__Stated goal__
Each entry below should be echoed exactly, with pictures omitted.
====== Extracted material
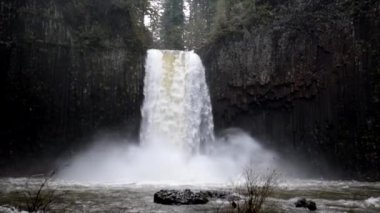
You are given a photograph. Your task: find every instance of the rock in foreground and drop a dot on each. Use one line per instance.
(309, 204)
(175, 197)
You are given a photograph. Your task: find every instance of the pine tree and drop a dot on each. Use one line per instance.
(173, 25)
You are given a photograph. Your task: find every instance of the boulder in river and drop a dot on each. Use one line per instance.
(176, 197)
(303, 203)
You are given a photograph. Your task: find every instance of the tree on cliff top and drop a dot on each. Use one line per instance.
(173, 25)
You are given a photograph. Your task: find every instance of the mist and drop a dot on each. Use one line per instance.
(157, 162)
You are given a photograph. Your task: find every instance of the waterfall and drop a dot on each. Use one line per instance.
(177, 107)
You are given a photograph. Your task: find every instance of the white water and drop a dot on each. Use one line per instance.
(177, 125)
(177, 107)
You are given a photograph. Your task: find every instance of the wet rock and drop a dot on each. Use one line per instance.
(175, 197)
(216, 194)
(303, 203)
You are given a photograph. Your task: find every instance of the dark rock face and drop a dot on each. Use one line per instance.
(303, 203)
(305, 81)
(175, 197)
(68, 69)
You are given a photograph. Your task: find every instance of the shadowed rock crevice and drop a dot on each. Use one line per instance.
(304, 81)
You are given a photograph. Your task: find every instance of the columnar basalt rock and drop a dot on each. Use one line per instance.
(304, 81)
(68, 69)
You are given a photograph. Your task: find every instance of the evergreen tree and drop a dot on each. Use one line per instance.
(200, 22)
(172, 24)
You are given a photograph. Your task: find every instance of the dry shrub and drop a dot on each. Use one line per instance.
(39, 198)
(255, 190)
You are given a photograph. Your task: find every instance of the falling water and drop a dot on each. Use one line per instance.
(177, 107)
(176, 137)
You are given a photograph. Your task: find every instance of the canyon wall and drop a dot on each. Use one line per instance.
(303, 77)
(68, 70)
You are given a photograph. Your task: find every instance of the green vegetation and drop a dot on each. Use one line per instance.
(173, 24)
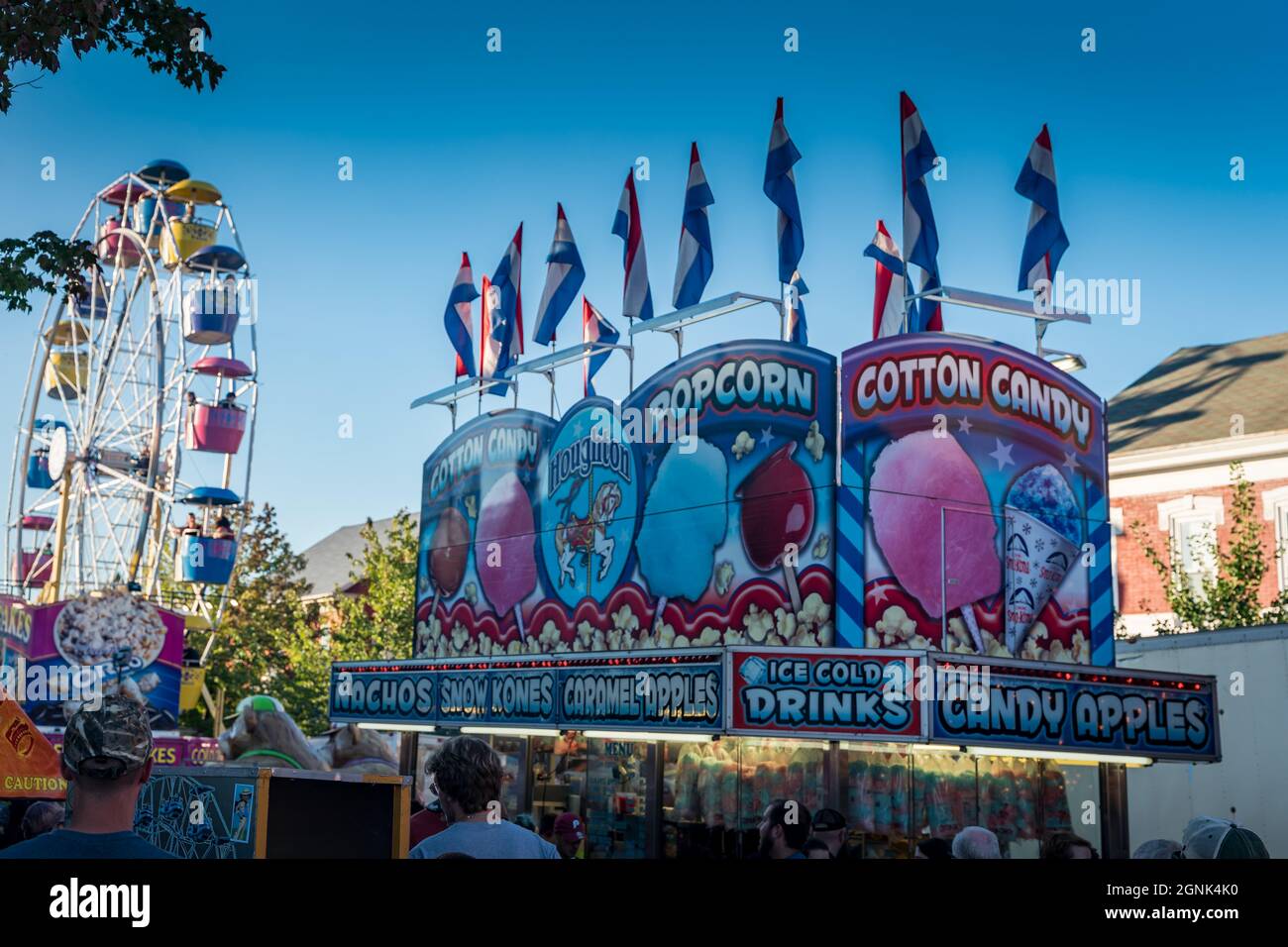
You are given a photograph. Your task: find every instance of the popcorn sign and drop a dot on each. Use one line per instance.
============
__Result__
You are given a photograph. Your task: find every instance of the rock in foreground and drop a dot on each. Use one line per instance.
(309, 204)
(175, 197)
You are given a photograph. Your task: find every instance of the pine tree and drop a dot on each. Use one line per instance.
(173, 25)
You are given a photograph. Your task: find every instance of the boulder in river and drop a dot on each. Use one line per instance.
(176, 197)
(303, 203)
You are given a photograph. Your task: find every instance of the tree on cliff top and drop a dot on each. Use one line per instance.
(173, 25)
You are given a photograph. Your task: find every instance of the mist and drop a dot on each. Use one line per instance.
(157, 162)
You are given a photograph. Your task: find every instance of the waterfall and drop a dot on each. Use one line per instance.
(177, 107)
You are given a photograph. Your task: find every instance of the white water and drop a dot on each. Use one line per instance.
(177, 125)
(177, 107)
You are given a photograph. Your task: find every instance of the wet rock and drop a dot on each. Use one line per instance.
(175, 197)
(216, 194)
(303, 203)
You are given a photograph. Your task: find every instance of the dark rock face and drop a dot on each. Use one line per instance.
(303, 203)
(305, 81)
(175, 197)
(68, 69)
You are given a photograph. Your task: find every instance of the shadowed rock crevice and drop a dot on each. Use one line per instance.
(304, 81)
You are given a photograph. Your task: find every instance of the columnar basalt rock and drop a dot on each. Use one line per instance.
(304, 81)
(68, 69)
You are given a photograph. Your task: find every instance of the evergreen tree and drop a dot on each. Use one line per instance.
(200, 22)
(172, 24)
You are given a photograph. Your task: find every instance of the dry shrub and drop a dot on each. Use one line per instance.
(39, 198)
(255, 190)
You are given a photograph. Your task: find every instance of the falling water and drop a dot on each. Use one line per instance.
(177, 107)
(176, 137)
You are given a photograph. Your task: find every instance of the canyon wall and drop a dot on each. Use one line per instance.
(303, 77)
(68, 70)
You are given a photograph. Your task: find every instance of the green vegetation and drop a dot on each. Use one line per instance.
(173, 24)
You are given a photograph. Your task: find every instance of the popcorn sign and drop a dot on each. Use one line per instance.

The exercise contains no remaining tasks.